-- START OF Data entries --
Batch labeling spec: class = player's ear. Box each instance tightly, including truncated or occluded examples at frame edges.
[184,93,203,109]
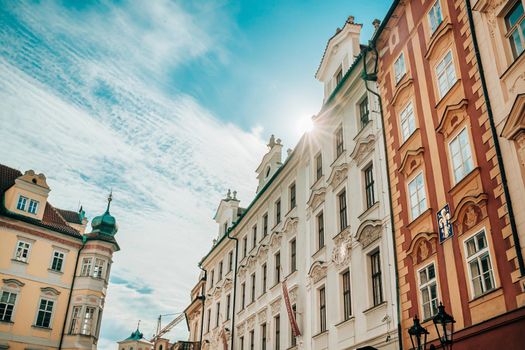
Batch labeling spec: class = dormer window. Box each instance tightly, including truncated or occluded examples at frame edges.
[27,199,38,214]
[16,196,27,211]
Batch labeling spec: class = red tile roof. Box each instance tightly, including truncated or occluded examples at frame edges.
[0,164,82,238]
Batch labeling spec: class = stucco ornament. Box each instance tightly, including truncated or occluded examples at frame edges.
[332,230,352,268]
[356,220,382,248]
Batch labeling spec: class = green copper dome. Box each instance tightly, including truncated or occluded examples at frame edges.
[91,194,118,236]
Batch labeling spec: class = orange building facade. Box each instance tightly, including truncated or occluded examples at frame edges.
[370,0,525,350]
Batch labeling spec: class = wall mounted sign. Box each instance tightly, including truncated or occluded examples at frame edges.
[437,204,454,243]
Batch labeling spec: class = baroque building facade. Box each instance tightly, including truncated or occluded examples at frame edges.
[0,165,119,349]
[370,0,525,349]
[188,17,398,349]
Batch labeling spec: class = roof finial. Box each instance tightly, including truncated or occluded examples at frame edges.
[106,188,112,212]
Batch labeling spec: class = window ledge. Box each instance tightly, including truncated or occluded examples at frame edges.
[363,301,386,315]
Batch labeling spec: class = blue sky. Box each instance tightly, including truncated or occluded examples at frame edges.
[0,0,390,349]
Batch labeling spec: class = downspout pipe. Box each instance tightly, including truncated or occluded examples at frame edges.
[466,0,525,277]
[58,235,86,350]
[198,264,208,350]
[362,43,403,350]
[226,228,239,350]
-- END OF Data entries --
## Brief:
Rescale the entries from the line that contains "Batch labeling spec: class = downspout" through the end of the entries, repeating every line with the request lines left as they are. Multiply each box coordinate in the answers by 1.85 and round to the nearest whole number, with halves rounded up.

## Solution for this exercise:
Batch labeling spec: class = downspout pipe. Box each instance tightly, including truncated or occluded examples at frame edges.
[862,0,971,512]
[107,435,159,648]
[366,488,385,648]
[670,80,746,648]
[418,422,442,648]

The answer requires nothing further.